Your assignment ->
Shorten the paragraph beginning "It is always possible, of course" in the passage below about the Girl Power! and Boy Talk programs, keeping its main facts.
[Passage]
MEANWHILE, what about the boys? Finally, six years after the inception of Girl Power! and under a new administration, CSAP is beginning to respond to criticism of its total neglect of half of American youths. But the same people who created Girl Power! are still running the agency, and there are signs of a disaster in the making. The new program is based on the same questionable gender theory that inspired Girl Power! Its designers take a dim view of the ways masculinity and femininity are "constructed" in our society, and they seek to make boys and girls as much alike as possible. Girls need to be encouraged to take power, as the Princess Petaluma did; boys need to learn to sit quietly and chat freely about their feelings. The titles of the respective CSAP programs--"Boy Talk" and "Girl Power!"--reflect this dubious philosophy.
Boys, according to materials compiled by Boy Talk planners, "are generally socialized to be self-reliant and independent, not to show emotion." This is supposedly a bad thing. If Boy Talk gets off the ground, we will soon see a spate of U.S. government-sponsored manuals, activity guides, diaries, T-shirts, coasters, and caps intended to rescue boys from their masculinity.
It is always possible, of course, that HHS secretary Tommy Thompson will make it his business to restore elementary standards of common sense to his department. He has just appointed Charles Curie to direct the Substance Abuse and Mental Health Services Administration, of which CSAP is a division. Curie, who was previously deputy secretary for mental health and substance abuse services in Pennsylvania, has a solid record of implementing effective and empirically tested programs. That augurs well for changes that are badly needed.
One may hope that Thompson and Curie will recognize the worthlessness of the Boy Talk project and eliminate it before it eats up any more money and confuses more boys. Recent events make plain that the nation needs self-reliant, independent, stoical young men to protect us all. Girl Power!, too, should be terminated, even though this will call down the wrath of feminists and a frenzy of lobbying from girl-partisans everywhere.
Girl Power!--as Thompson and Curie must appreciate, should they decide to grasp this nettle--is a potent symbol for its proponents. At a press conference on women's health in 1993, Secretary Shalala remarked that "for too long, health research has been addressed from one point of view, the white male point of view." Girl Power! seems to have provided Shalala and like-minded "theorists" with a golden opportunity to redress the historic imbalance by launching a program free of what feminist epistemologists call "male ways of knowing"--ways of knowing consistent with the norms of logic, respect for facts, and rules of evidence.
Someone somewhere in the Clinton administration must have been skeptical about the Girl Power! campaign, with its anti-male subtext, its propensity to psychobabble, its spiteful "girl quotes," and its baseless belief that girls are being shortchanged and need to be empowered. But Democrats tend to run for cover whenever the "female ways of knowing" crowd shows up. It remains to be seen whether Republicans have the steel to take on this embarrassing government propaganda and stand their ground.
[/Passage]
[Data excerpt]
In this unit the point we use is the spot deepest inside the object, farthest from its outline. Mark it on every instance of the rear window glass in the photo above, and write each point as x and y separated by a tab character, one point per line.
[/Data excerpt]
Solved exercise ->
HHS secretary Tommy Thompson may yet bring basic common sense back to his department. He has appointed Charles Curie, formerly Pennsylvania's deputy secretary for mental health and substance abuse services, to head the Substance Abuse and Mental Health Services Administration, which includes CSAP. Curie's solid record of implementing effective, empirically tested programs bodes well for badly needed changes.